-- Excerpts from a pointing dataset --
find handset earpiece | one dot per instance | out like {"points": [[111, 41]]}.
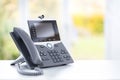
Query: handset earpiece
{"points": [[36, 59]]}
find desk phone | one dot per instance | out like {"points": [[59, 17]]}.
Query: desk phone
{"points": [[43, 49]]}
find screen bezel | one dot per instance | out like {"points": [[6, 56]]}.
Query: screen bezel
{"points": [[33, 34]]}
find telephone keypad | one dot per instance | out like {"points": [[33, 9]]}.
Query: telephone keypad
{"points": [[58, 55]]}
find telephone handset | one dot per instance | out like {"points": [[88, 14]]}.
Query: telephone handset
{"points": [[29, 52]]}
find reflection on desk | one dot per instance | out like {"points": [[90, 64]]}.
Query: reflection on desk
{"points": [[82, 69]]}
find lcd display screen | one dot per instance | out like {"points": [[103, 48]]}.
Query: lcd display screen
{"points": [[44, 30]]}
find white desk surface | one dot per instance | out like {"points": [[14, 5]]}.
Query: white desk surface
{"points": [[80, 70]]}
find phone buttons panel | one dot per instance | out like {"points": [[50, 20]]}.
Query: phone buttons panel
{"points": [[49, 46]]}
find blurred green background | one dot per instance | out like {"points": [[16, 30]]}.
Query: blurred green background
{"points": [[89, 43]]}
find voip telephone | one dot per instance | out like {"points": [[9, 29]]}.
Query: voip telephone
{"points": [[43, 49]]}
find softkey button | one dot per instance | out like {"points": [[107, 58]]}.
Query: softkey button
{"points": [[41, 46], [49, 46]]}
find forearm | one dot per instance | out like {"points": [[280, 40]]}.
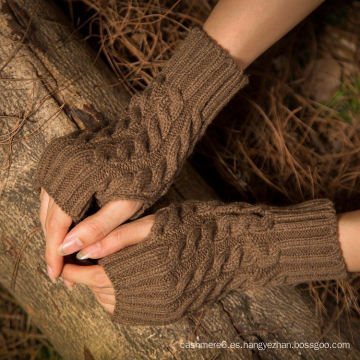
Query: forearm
{"points": [[349, 237], [247, 28]]}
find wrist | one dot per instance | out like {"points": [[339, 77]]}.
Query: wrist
{"points": [[349, 230]]}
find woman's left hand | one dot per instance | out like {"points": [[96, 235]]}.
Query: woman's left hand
{"points": [[94, 276]]}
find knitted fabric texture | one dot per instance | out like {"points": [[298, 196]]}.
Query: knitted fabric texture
{"points": [[138, 156], [197, 252]]}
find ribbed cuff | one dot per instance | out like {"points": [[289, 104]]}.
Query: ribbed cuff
{"points": [[308, 243], [207, 75], [68, 174]]}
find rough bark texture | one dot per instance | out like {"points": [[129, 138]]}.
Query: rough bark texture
{"points": [[49, 85]]}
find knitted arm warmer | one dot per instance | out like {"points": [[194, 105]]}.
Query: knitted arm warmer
{"points": [[138, 156], [197, 252]]}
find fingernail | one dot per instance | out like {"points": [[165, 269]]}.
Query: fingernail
{"points": [[68, 284], [81, 256], [70, 245], [51, 274], [90, 251]]}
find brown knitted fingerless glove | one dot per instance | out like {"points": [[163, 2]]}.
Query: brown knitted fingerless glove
{"points": [[198, 252], [138, 156]]}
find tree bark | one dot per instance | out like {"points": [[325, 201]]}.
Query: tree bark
{"points": [[50, 85]]}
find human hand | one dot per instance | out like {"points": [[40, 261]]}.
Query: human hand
{"points": [[94, 276], [55, 224]]}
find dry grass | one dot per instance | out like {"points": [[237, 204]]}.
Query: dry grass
{"points": [[274, 143]]}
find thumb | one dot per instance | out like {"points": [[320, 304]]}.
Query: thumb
{"points": [[98, 226], [125, 235]]}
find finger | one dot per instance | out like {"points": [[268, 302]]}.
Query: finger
{"points": [[122, 236], [109, 291], [57, 224], [97, 226], [93, 275], [44, 202], [68, 284], [105, 298]]}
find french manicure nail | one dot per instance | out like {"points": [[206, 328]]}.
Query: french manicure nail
{"points": [[51, 273], [91, 251], [70, 245]]}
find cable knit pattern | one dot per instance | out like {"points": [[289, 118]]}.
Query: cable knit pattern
{"points": [[198, 252], [138, 156]]}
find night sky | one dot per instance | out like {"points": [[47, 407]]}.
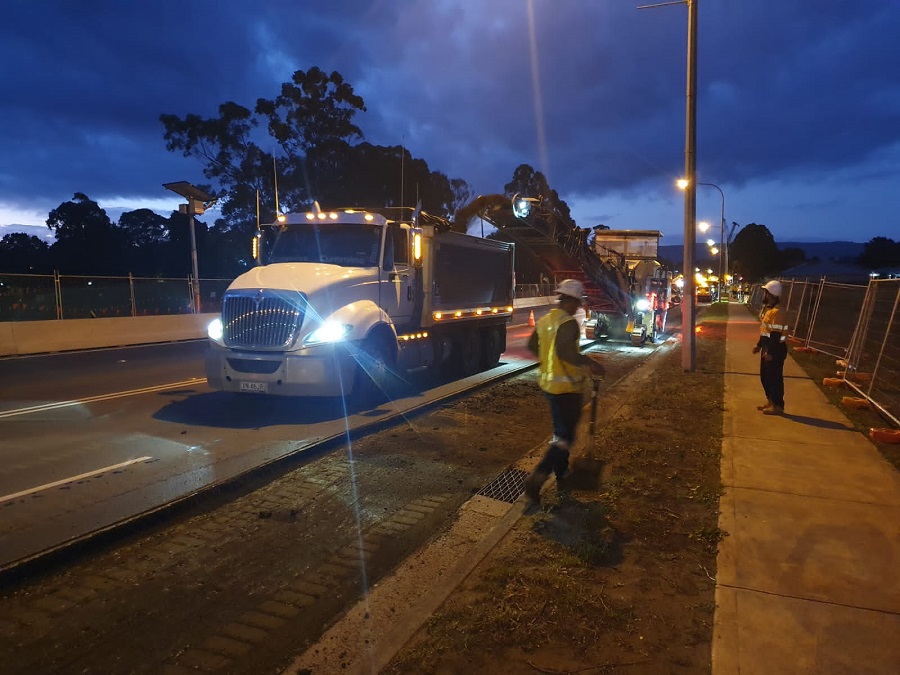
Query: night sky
{"points": [[798, 100]]}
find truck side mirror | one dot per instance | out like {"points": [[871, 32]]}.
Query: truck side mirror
{"points": [[256, 247]]}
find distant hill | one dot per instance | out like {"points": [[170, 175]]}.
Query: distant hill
{"points": [[837, 251], [826, 250]]}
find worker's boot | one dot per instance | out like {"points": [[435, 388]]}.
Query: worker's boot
{"points": [[534, 483]]}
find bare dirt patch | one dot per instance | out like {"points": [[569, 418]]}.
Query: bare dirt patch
{"points": [[616, 573]]}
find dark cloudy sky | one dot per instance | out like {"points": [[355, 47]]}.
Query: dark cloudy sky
{"points": [[798, 100]]}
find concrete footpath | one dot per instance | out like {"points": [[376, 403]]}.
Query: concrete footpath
{"points": [[808, 577]]}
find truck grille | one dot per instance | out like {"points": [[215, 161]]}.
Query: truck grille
{"points": [[261, 319]]}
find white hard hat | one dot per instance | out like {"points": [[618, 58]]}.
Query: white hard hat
{"points": [[571, 287], [774, 287]]}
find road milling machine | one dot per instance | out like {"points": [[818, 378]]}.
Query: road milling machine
{"points": [[626, 287]]}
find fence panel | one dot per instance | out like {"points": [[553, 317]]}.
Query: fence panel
{"points": [[874, 360], [836, 317], [211, 292], [800, 298], [27, 297], [35, 297]]}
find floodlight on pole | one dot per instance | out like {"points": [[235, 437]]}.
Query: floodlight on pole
{"points": [[197, 201], [682, 183]]}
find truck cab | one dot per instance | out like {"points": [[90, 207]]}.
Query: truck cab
{"points": [[346, 301]]}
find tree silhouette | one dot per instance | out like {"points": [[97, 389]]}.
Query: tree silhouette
{"points": [[754, 253], [86, 240], [22, 253]]}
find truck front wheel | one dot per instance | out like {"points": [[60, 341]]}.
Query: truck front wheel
{"points": [[373, 372], [469, 352], [493, 347]]}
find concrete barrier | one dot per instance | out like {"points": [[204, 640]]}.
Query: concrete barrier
{"points": [[18, 338]]}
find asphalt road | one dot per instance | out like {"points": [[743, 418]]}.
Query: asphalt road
{"points": [[92, 439], [242, 581]]}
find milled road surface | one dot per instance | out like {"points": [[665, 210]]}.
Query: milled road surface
{"points": [[245, 585]]}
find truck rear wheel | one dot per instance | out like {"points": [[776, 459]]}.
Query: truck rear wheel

-- INSTRUCTIONS TO FOLLOW --
Please render the records above as a numbered list, skipping blank lines and leaving out the pictures.

-- FINISHED EXERCISE --
1. find handset earpiece | one dot per instance | out like {"points": [[111, 41]]}.
2. Query: handset earpiece
3. {"points": [[36, 59]]}
4. find desk phone | one dot per instance | out like {"points": [[59, 17]]}.
5. Query: desk phone
6. {"points": [[43, 49]]}
7. find screen bezel | one dot per instance | out like {"points": [[6, 56]]}.
8. Query: screen bezel
9. {"points": [[33, 34]]}
10. find telephone keypad | one dot per instance | out like {"points": [[33, 9]]}.
11. Query: telephone keypad
12. {"points": [[58, 55]]}
13. find telephone handset | one dot per instance | out like {"points": [[88, 14]]}.
14. Query: telephone handset
15. {"points": [[29, 52]]}
16. find reflection on desk | one dot per instance | out like {"points": [[90, 64]]}.
17. Query: reflection on desk
18. {"points": [[82, 69]]}
19. find lcd display screen | one dot per instance | out like {"points": [[103, 48]]}.
20. Query: lcd display screen
21. {"points": [[44, 30]]}
22. find white desk surface | one dot per instance | out like {"points": [[14, 5]]}.
23. Query: white desk surface
24. {"points": [[80, 70]]}
25. find phone buttons panel | one dot per instance | out like {"points": [[50, 20]]}.
26. Query: phone buttons panel
27. {"points": [[49, 46]]}
28. find blurred green background | one dot per instance | out like {"points": [[16, 30]]}.
29. Query: blurred green background
30. {"points": [[89, 43]]}
31. find voip telephone | one dot per instance | out like {"points": [[9, 29]]}.
32. Query: voip telephone
33. {"points": [[43, 49]]}
34. find softkey button | one dot per instance | out like {"points": [[107, 58]]}.
35. Query: softkey button
36. {"points": [[41, 46], [49, 46]]}
37. find forearm | one dot per instance | out like {"points": [[280, 40]]}.
38. Query: forearm
39. {"points": [[349, 237], [247, 28]]}
40. find wrist | one dot per instance | out like {"points": [[339, 77]]}.
41. Query: wrist
42. {"points": [[349, 230]]}
43. find woman's left hand | one dot per instance | out like {"points": [[96, 235]]}.
44. Query: woman's left hand
45. {"points": [[94, 276]]}
46. find knitted fabric texture | one dot per instance | out like {"points": [[298, 196]]}.
47. Query: knitted fabric texture
48. {"points": [[138, 156], [197, 252]]}
49. find ribbed cuff | one dot per instance | out like {"points": [[289, 104]]}.
50. Query: ribbed cuff
51. {"points": [[308, 243], [207, 75], [68, 174]]}
52. find rough bark texture | one dot per instance | out like {"points": [[129, 138]]}.
53. Query: rough bark texture
54. {"points": [[49, 85]]}
55. find knitted arm warmer | one dot per instance | out like {"points": [[194, 105]]}.
56. Query: knitted arm warmer
57. {"points": [[138, 156], [197, 252]]}
58. find fingernail | one dot per instance | out like {"points": [[165, 269]]}.
59. Query: fingernail
60. {"points": [[68, 284], [81, 256], [70, 245], [51, 274], [90, 251]]}
61. find brown knitted fingerless glove | one dot per instance | out like {"points": [[163, 2]]}.
62. Query: brown knitted fingerless glove
63. {"points": [[198, 252], [138, 156]]}
64. find tree bark | one dot per instance | out like {"points": [[325, 201]]}.
65. Query: tree bark
66. {"points": [[50, 85]]}
67. find human hand | one dot per instance | out like {"points": [[40, 261]]}.
68. Query: human hand
69. {"points": [[94, 276], [55, 224]]}
70. find dry grass | one dot per instance | out like {"points": [[237, 204]]}.
71. Query: dry grass
72. {"points": [[274, 143]]}
73. find thumb | one dot per instance | out like {"points": [[320, 304]]}.
74. Query: thumb
75. {"points": [[98, 226], [125, 235]]}
76. find finger | one dot per instance | out like {"points": [[268, 302]]}.
77. Query: finger
78. {"points": [[122, 236], [109, 291], [57, 224], [97, 226], [93, 275], [44, 202], [68, 284], [105, 298]]}
79. find french manicure nail | one dot per instance | out like {"points": [[206, 328]]}.
80. Query: french manicure nail
81. {"points": [[51, 273], [91, 251], [70, 245]]}
82. find cable knit pattern | one dot per instance | out like {"points": [[289, 118]]}.
83. Query: cable knit pattern
84. {"points": [[198, 252], [138, 156]]}
85. find night sky | one dot per instance | out like {"points": [[47, 407]]}.
86. Query: night sky
87. {"points": [[798, 100]]}
88. find truck side mirror | one dot per instance | out like {"points": [[871, 32]]}.
89. Query: truck side mirror
90. {"points": [[256, 247]]}
91. find distant hill | one dot per instance | out like {"points": [[170, 175]]}.
92. Query: distant hill
93. {"points": [[837, 251], [826, 250]]}
94. find worker's boot | one dot per instance | out like {"points": [[435, 388]]}.
95. Query: worker's boot
96. {"points": [[534, 483]]}
97. find bare dirt patch | one dot per instance | out like {"points": [[569, 418]]}.
98. Query: bare dirt patch
99. {"points": [[616, 573]]}
100. find dark cloudy sky | one dot per instance | out like {"points": [[355, 47]]}.
101. Query: dark cloudy sky
102. {"points": [[798, 100]]}
103. find concrete footpath | one dot per instance | out like {"points": [[376, 403]]}.
104. Query: concrete footpath
105. {"points": [[808, 577]]}
106. find truck grille | one dot per instance | out like {"points": [[215, 161]]}.
107. Query: truck grille
108. {"points": [[261, 319]]}
109. find white hard hat | one dot per instance | out like {"points": [[618, 58]]}.
110. Query: white hard hat
111. {"points": [[571, 287], [774, 287]]}
112. find road milling machine | one dot per instance | out like {"points": [[818, 378]]}.
113. Query: road milling machine
114. {"points": [[626, 287]]}
115. find fence panel | one dot per instance | out like {"points": [[553, 317]]}.
116. Query: fence panel
117. {"points": [[874, 360], [836, 317], [211, 292], [800, 298], [27, 297], [35, 297]]}
118. find floodlight on pole | one dot per instance | out like {"points": [[235, 437]]}.
119. Query: floodlight on pole
120. {"points": [[197, 201], [682, 183]]}
121. find truck cab | one dot per instance | out like {"points": [[90, 207]]}.
122. Query: truck cab
123. {"points": [[346, 301]]}
124. find tree silhouette | one dot per instance | out like {"points": [[97, 389]]}.
125. Query: tree silhouette
126. {"points": [[754, 253], [86, 240], [22, 253]]}
127. find truck front wheel | one dot per instance | out like {"points": [[60, 341]]}.
128. Query: truck front wheel
129. {"points": [[373, 372], [469, 352], [493, 347]]}
130. find concrete barrier | one dot per instance | out like {"points": [[204, 640]]}.
131. Query: concrete barrier
132. {"points": [[18, 338]]}
133. find asphalt road | one dot per instance | out like {"points": [[743, 418]]}.
134. Query: asphalt road
135. {"points": [[92, 439], [242, 581]]}
136. find milled road surface | one dot per instance | out like {"points": [[665, 210]]}.
137. Query: milled road surface
138. {"points": [[245, 585]]}
139. find truck rear wheel | one dot per instance | out like {"points": [[776, 459]]}.
140. Query: truck rear wheel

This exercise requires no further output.